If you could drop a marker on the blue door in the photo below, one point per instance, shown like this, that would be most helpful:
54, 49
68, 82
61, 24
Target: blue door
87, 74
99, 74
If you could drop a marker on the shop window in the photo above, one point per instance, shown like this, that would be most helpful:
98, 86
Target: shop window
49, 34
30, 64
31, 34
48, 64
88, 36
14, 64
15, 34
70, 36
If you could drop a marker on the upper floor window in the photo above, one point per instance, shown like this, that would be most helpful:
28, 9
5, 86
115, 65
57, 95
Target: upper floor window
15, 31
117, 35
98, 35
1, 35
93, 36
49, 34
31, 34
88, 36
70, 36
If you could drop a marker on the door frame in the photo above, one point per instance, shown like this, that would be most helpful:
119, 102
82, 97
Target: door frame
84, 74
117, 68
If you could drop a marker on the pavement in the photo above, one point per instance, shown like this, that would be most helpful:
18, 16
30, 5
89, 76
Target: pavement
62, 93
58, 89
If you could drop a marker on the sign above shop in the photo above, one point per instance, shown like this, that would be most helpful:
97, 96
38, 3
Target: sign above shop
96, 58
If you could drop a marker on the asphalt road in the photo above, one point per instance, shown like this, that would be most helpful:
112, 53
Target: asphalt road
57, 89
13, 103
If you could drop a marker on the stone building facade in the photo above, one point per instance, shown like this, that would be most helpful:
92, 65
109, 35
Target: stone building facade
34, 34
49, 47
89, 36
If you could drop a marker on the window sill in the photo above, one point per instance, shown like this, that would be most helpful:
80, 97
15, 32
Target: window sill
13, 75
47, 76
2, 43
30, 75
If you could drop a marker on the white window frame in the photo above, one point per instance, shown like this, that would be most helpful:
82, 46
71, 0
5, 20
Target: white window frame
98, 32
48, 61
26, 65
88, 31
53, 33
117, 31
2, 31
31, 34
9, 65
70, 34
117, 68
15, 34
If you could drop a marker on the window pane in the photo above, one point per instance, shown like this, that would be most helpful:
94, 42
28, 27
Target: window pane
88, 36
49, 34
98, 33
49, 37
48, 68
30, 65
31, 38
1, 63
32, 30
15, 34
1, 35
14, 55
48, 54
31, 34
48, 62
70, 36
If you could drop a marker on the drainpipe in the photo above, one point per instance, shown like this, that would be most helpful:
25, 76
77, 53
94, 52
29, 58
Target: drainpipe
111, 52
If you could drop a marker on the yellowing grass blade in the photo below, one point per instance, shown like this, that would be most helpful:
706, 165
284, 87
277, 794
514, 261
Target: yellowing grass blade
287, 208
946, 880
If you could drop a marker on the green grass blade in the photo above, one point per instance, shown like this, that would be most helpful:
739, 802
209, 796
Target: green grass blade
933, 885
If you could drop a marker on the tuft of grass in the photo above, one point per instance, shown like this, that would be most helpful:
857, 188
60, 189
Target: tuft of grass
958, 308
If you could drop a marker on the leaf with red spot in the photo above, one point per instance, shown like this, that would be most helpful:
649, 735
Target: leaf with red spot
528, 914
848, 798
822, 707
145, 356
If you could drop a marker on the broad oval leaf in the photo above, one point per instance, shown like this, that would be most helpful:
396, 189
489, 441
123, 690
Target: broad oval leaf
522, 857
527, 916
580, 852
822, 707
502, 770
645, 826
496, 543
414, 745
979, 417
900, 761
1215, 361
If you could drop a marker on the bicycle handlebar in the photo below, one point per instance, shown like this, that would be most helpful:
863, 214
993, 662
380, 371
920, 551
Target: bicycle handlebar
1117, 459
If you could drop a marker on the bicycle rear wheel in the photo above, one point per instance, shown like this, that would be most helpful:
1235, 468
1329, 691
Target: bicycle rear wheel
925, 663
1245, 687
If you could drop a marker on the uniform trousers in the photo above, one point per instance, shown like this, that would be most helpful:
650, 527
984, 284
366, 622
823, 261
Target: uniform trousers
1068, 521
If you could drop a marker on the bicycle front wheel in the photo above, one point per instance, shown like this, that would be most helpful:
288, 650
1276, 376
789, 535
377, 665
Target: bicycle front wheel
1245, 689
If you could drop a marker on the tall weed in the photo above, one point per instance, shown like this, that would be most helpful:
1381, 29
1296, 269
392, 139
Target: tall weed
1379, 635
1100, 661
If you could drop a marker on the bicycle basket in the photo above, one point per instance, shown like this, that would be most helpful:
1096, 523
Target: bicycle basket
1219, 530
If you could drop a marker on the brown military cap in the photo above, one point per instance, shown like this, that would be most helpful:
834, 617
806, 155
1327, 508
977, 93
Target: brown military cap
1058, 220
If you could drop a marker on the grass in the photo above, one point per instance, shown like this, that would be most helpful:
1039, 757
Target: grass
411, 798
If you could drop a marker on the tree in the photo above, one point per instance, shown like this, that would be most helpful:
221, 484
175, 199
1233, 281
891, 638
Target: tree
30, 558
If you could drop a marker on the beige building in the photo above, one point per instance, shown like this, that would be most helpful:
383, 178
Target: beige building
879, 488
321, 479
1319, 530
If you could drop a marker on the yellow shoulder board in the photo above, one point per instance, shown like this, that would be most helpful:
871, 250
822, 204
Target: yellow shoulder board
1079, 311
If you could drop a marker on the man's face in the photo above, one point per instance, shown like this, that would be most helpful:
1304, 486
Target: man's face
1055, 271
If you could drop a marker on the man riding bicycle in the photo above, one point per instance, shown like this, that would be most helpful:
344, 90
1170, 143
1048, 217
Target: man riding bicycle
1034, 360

━━━━━━━━

» **Exercise requirements**:
From the line holding "If you could drop a marker on the beige" through the last line above, reproduce each line exactly and add nothing.

» **Solution to this exercise**:
If you could drop a marker on the beige building in the photo above, one point per instance, shown like this, that would be most helpful:
383, 178
Target: beige building
879, 488
321, 479
1319, 530
If you could drop a marker on the yellow shoulder board in the photo above, one point per instance, shown like this, that would be most helpful:
871, 250
822, 204
Target: yellow shoulder board
1079, 311
If you could drop a marker on the man's face in the photo above, one point per instance, shown like this, that would be most helpful:
1304, 486
Target: man's face
1055, 271
If you could drop a marker on the man riding bicycle in the photo above, one point per instance, shown like this, that would be most helpful:
344, 90
1170, 143
1048, 217
Target: man riding bicycle
1034, 360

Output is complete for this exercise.